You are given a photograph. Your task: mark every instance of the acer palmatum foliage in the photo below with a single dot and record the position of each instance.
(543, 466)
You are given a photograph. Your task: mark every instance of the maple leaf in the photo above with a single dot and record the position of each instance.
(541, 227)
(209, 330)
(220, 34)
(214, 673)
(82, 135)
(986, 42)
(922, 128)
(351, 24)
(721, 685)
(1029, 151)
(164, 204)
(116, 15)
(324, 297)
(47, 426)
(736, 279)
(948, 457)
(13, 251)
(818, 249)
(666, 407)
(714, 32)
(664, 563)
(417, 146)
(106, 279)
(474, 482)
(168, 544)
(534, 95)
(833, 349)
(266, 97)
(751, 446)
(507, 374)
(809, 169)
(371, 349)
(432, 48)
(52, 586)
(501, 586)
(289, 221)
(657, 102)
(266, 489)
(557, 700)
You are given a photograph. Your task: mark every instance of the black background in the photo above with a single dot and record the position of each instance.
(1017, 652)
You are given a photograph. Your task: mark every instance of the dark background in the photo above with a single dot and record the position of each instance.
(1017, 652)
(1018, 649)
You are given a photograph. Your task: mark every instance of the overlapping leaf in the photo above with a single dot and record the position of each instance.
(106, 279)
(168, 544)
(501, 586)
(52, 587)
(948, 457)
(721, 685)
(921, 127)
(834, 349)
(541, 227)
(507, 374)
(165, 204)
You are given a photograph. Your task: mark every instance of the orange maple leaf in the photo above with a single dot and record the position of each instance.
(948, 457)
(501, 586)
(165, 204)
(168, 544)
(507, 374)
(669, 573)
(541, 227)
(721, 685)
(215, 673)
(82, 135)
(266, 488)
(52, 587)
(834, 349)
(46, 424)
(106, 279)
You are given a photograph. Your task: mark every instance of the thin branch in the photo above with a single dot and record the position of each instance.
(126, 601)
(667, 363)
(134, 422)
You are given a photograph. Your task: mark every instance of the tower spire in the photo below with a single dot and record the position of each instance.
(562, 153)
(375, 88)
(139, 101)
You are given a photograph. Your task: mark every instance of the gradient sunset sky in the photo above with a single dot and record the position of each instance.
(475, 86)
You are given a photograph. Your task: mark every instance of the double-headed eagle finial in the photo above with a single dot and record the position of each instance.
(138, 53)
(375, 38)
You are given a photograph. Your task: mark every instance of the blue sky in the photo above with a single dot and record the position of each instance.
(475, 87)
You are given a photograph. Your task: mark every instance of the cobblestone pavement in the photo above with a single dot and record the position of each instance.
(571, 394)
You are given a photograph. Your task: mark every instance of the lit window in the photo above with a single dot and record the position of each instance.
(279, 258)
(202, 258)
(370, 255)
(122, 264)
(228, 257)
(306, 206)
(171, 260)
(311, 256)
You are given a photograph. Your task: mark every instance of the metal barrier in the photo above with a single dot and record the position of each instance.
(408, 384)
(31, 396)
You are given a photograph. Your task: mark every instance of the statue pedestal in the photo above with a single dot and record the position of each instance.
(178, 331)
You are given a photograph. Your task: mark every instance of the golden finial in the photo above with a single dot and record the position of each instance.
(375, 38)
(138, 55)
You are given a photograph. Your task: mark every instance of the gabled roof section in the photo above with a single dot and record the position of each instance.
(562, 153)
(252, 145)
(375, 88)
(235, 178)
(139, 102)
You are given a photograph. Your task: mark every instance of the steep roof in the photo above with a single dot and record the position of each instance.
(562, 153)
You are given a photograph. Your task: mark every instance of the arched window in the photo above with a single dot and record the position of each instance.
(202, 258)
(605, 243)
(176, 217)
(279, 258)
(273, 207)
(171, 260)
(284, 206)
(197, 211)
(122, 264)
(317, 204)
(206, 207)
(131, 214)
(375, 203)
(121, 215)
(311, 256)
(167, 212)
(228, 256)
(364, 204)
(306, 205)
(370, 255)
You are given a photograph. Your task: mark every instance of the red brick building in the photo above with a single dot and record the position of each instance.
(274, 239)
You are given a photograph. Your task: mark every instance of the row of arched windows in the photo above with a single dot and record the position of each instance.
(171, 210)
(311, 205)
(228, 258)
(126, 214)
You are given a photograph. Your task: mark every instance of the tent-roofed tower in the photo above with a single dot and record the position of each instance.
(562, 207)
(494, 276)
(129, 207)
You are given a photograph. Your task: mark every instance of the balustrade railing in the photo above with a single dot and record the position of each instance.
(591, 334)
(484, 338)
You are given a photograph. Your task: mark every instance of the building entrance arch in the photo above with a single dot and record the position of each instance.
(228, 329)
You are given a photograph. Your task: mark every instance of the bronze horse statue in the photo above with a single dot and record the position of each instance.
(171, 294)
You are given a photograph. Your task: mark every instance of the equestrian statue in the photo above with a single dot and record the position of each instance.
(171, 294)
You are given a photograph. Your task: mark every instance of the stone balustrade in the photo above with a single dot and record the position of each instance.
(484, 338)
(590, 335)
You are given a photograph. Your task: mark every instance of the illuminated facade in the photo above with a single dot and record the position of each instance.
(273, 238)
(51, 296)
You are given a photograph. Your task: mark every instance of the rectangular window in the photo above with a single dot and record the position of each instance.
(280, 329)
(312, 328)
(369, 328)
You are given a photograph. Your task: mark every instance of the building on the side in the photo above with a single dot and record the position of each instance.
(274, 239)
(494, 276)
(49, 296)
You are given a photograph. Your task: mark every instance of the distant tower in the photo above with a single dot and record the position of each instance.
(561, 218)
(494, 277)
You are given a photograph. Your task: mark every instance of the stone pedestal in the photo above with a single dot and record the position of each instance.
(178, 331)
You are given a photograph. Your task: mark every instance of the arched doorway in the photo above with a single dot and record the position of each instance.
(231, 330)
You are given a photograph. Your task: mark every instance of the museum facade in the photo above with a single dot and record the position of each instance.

■ **Task statement**
Reproduce the entire listing above word for word, from its first line to its last.

■ **Task solution**
You are given a photograph. Your task: mark every instance of the acer palmatum foliage in the photo below with a single dot and record the position of each instance.
(543, 466)
You are given a photograph. Your task: mark every instance of the maple leaf in the photo above with a single dot and record the position of each instance.
(541, 227)
(209, 330)
(220, 34)
(214, 673)
(82, 135)
(986, 42)
(922, 128)
(351, 24)
(721, 685)
(1029, 151)
(164, 204)
(116, 15)
(324, 297)
(47, 426)
(736, 279)
(948, 457)
(13, 251)
(818, 249)
(666, 407)
(714, 32)
(664, 563)
(417, 146)
(106, 279)
(474, 482)
(168, 544)
(534, 95)
(833, 349)
(266, 97)
(751, 446)
(507, 374)
(809, 169)
(371, 349)
(432, 48)
(52, 586)
(501, 586)
(289, 221)
(657, 102)
(266, 489)
(557, 700)
You are given a photograph. Your task: mark every instance of the black background in the photo above with a single dot and record the position of each instance.
(1017, 652)
You are given a photograph. Your task: mark every instance of the dark background in the photo above with a single dot and record the position of each instance.
(1017, 652)
(1018, 649)
You are given a photograph. Your task: mark every instance of the overlapping leaf in the photo above with a single dot and record the position of each instance.
(106, 279)
(168, 544)
(501, 586)
(52, 587)
(948, 457)
(721, 685)
(921, 127)
(834, 349)
(541, 227)
(507, 374)
(165, 204)
You are given a photograph. Your task: mark every instance of the orange maple leaf in the photo above with a single dot and record the position of each instance.
(948, 457)
(501, 586)
(165, 204)
(168, 544)
(507, 374)
(669, 573)
(541, 227)
(721, 685)
(215, 673)
(82, 135)
(266, 488)
(52, 587)
(834, 349)
(46, 424)
(106, 279)
You are given a photograph. Your task: mark every instance of the thin branch in the photo above with a single dot and record the position of each instance.
(126, 601)
(667, 363)
(134, 422)
You are given a photograph. Your task: mark every instance of the tower spire in the photo below with a single dot and record the position of each instance.
(562, 153)
(375, 88)
(139, 101)
You are given a photograph. Your task: mark every instance of the gradient sunset sky in the photo above with a single dot and record the position of each instance.
(475, 86)
You are given a photograph. Your task: mark every instance of the double-headed eagle finial in the photo above with a single dot and record the position of each instance.
(138, 53)
(375, 38)
You are given a photograph. Your task: mark every instance of the blue sky in the photo above with a single dot and record the position of each instance.
(475, 87)
You are given a photograph. Your task: mark every instance of the cobblestone pavement in the photo above with a single dot and record the position of each instance.
(571, 394)
You are given a photograph. Your task: mark every instance of the lit window in the photo above with a single dot and record the position of each instance.
(279, 258)
(202, 258)
(370, 255)
(122, 264)
(228, 257)
(306, 206)
(171, 260)
(311, 256)
You are given a photograph. Your task: mark every instance of the metal barrier in the photo above with a single dot and record the position of each instance.
(408, 384)
(31, 396)
You are given a photograph. Your task: mark every instance of the statue pedestal in the photo above with a single dot and record the position of each instance.
(178, 331)
You are given a photograph. Your task: mark every instance of the golden finial in the photo above with a single dot and record the position of each instance.
(375, 38)
(138, 55)
You are given a photograph. Your task: mark every instance of the gabled roof section in the photo above with a single dot and record the position of each instance.
(562, 153)
(252, 145)
(375, 88)
(235, 178)
(139, 102)
You are given a photograph. Your task: mark every instance of the steep roof in the photo above with a single dot and record the position of each instance.
(562, 153)
You are given a photograph. Your task: mark every instance of the arched window in the photo above with a single dot and record the position of each instance.
(202, 258)
(605, 243)
(176, 217)
(279, 258)
(273, 207)
(171, 260)
(284, 206)
(197, 211)
(122, 264)
(317, 204)
(206, 207)
(131, 214)
(375, 203)
(121, 215)
(311, 256)
(167, 212)
(228, 256)
(364, 204)
(306, 205)
(370, 255)
You are given a photograph. Your task: mark every instance of the red brick building in the photo above with a single dot and record the position of each instance.
(274, 239)
You are given a photograph. Your task: mark every instance of the row of arched windows in the photo above with a single dot and record the position of each instance.
(171, 210)
(311, 205)
(228, 258)
(126, 214)
You are given a photograph. Your task: mark every instance of the tent-roofed tower in the photo above with a single dot and record the position of each instance.
(562, 207)
(494, 276)
(129, 207)
You are given a photograph. Your task: mark every instance of the balustrade railing in the photo above with a single dot and record the position of each instance.
(591, 334)
(484, 338)
You are given a photograph. Your task: mark every instance of the building entrance arch in the photo above with a single dot and record the position of each instance.
(228, 329)
You are given a photograph. Your task: mark every instance of the bronze horse statue in the photo above with a single dot and record the position of each instance.
(171, 294)
You are given a photograph. Your task: mark every instance of the equestrian statue in the photo above with a single dot and record the position of each instance.
(171, 294)
You are given a photograph. Your task: mark every instance of the stone balustrade in the photo above with a single dot and record the position of each instance.
(484, 338)
(590, 335)
You are given a photograph. Your task: mark every instance of the illuminated facade in the photo above with a single dot and record the position of each instance.
(273, 238)
(51, 296)
You are given a photograph. Your task: mark every instance of the rectangular window in the photo above with a single dot and record the position of each instance.
(280, 329)
(312, 328)
(369, 328)
You are given a photograph. Your task: mark every instance of the building on the side in the photo above with a single dot and record the position of each instance.
(274, 239)
(494, 276)
(49, 296)
You are given a photograph. Your task: mark every instance of the distant tower in the photo above with a single dot and record the position of each instance.
(561, 218)
(494, 277)
You are given a photograph. Your task: mark every instance of the stone pedestal in the photo above with a single dot and record the position of each instance.
(178, 331)
You are given a photograph. Your task: mark every instance of the arched doorway in the photo above with a single dot and record the position of each instance.
(231, 330)
You are given a photograph. Your task: mark every instance of the museum facade in the photo above with a single dot and record the position of each instance.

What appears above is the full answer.